Kutipan Teks:

Persyaratan bagi Pegawai Tetap:
- Memiliki Nomor Pokok Wajib Pajak (NPWP) dan/atau Nomor Induk Kependudukan (NIK) yang terintegrasi dengan sistem administrasi Direktorat Jenderal Pajak (DJP).
- Menerima penghasilan bruto tetap dan teratur tidak lebih dari Rp10.000.000 per bulan.
- Tidak menerima insentif PPh 21 DTP lainnya berdasarkan peraturan perundang-undangan di bidang perpajakan.
Persyaratan bagi Pegawai Tidak Tetap:
- Memiliki NPWP dan/atau NIK yang terintegrasi dengan sistem administrasi DJP.
- Menerima upah dengan jumlah:
- Rata-rata per hari tidak lebih dari Rp500.000, jika upah diterima secara harian, mingguan, satuan, atau borongan.
- Tidak lebih dari Rp10.000.000, jika upah diterima secara bulanan.
- Tidak menerima insentif PPh 21 DTP lainnya berdasarkan peraturan perundang-undangan di bidang perpajakan.
Dengan adanya batasan penghasilan ini, kebijakan insentif PPh 21 DTP menjadi lebih tepat sasaran dan memastikan bahwa bantuan diberikan kepada kelompok masyarakat yang paling terdampak oleh tekanan ekonomi.

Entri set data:

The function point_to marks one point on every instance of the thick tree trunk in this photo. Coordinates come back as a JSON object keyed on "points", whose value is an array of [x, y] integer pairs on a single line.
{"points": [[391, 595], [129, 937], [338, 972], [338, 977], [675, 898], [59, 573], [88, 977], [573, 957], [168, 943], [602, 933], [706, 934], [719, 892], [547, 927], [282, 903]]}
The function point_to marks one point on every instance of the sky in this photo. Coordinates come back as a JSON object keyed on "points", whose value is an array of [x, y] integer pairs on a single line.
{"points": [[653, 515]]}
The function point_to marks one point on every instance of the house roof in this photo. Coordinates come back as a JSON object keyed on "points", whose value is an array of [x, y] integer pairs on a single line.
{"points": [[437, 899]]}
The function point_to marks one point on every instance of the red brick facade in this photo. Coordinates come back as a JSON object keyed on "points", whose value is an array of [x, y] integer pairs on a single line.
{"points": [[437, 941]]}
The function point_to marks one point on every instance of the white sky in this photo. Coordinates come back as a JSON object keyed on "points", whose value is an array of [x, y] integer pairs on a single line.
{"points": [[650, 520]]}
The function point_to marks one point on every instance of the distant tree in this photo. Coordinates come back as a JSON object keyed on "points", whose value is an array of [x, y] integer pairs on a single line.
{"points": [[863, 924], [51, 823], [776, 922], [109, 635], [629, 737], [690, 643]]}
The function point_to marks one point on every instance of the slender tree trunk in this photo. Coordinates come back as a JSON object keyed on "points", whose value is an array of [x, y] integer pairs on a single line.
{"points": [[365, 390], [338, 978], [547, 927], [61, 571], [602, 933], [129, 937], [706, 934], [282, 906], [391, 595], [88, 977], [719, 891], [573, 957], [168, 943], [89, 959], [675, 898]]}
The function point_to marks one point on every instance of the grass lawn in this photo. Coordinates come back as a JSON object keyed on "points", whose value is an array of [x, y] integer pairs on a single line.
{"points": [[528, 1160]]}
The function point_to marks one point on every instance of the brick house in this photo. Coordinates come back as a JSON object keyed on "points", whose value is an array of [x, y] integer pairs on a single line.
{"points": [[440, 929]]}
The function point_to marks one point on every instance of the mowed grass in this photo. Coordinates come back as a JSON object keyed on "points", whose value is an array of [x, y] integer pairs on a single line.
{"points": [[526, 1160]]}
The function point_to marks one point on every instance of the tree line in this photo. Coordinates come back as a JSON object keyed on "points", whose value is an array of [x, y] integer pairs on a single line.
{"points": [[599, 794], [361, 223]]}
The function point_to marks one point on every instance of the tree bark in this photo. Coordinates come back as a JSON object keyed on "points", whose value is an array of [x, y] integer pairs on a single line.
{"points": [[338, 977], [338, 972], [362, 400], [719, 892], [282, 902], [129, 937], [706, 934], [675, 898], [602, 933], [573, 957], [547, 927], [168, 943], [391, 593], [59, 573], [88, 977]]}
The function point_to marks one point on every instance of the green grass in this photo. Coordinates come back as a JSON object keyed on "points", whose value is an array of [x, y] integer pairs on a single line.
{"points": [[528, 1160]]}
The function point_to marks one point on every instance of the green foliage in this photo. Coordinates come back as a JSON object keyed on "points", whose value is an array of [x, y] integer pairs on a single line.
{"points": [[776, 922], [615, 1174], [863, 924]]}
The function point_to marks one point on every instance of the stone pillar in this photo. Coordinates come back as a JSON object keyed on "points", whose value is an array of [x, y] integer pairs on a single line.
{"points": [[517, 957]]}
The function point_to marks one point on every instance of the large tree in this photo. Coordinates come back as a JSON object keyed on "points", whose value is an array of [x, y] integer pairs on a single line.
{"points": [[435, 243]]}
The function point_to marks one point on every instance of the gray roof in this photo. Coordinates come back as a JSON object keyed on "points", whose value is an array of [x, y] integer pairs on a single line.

Perintah 1:
Jawablah pertanyaan berikut berdasarkan kutipan teks.
(a) Berapa batas penghasilan bruto tetap dan teratur per bulan bagi pegawai tetap?
(b) Berapa batas rata-rata upah per hari bagi pegawai tidak tetap yang menerima upah secara harian?
(c) Kepada kelompok masyarakat mana bantuan dipastikan diberikan menurut kalimat terakhir?
Perintah 2: Sebutkan semua cara penerimaan upah bagi pegawai tidak tetap yang dikenai batas rata-rata Rp500.000 per hari dalam kutipan teks.
Perintah 3: Gantilah "upah" dengan "gaji" pada bagian kutipan teks mulai dari "Persyaratan bagi Pegawai Tidak" sampai dengan "satuan, atau borongan.", lalu tuliskan bagian itu kembali.

Jawaban 1:
(a) Tidak lebih dari Rp10.000.000 per bulan.
(b) Tidak lebih dari Rp500.000.
(c) Kepada kelompok masyarakat yang paling terdampak oleh tekanan ekonomi.

Jawaban 2: Harian, mingguan, satuan, dan borongan.

Jawaban 3:
Persyaratan bagi Pegawai Tidak Tetap:
- Memiliki NPWP dan/atau NIK yang terintegrasi dengan sistem administrasi DJP.
- Menerima gaji dengan jumlah:
- Rata-rata per hari tidak lebih dari Rp500.000, jika gaji diterima secara harian, mingguan, satuan, atau borongan.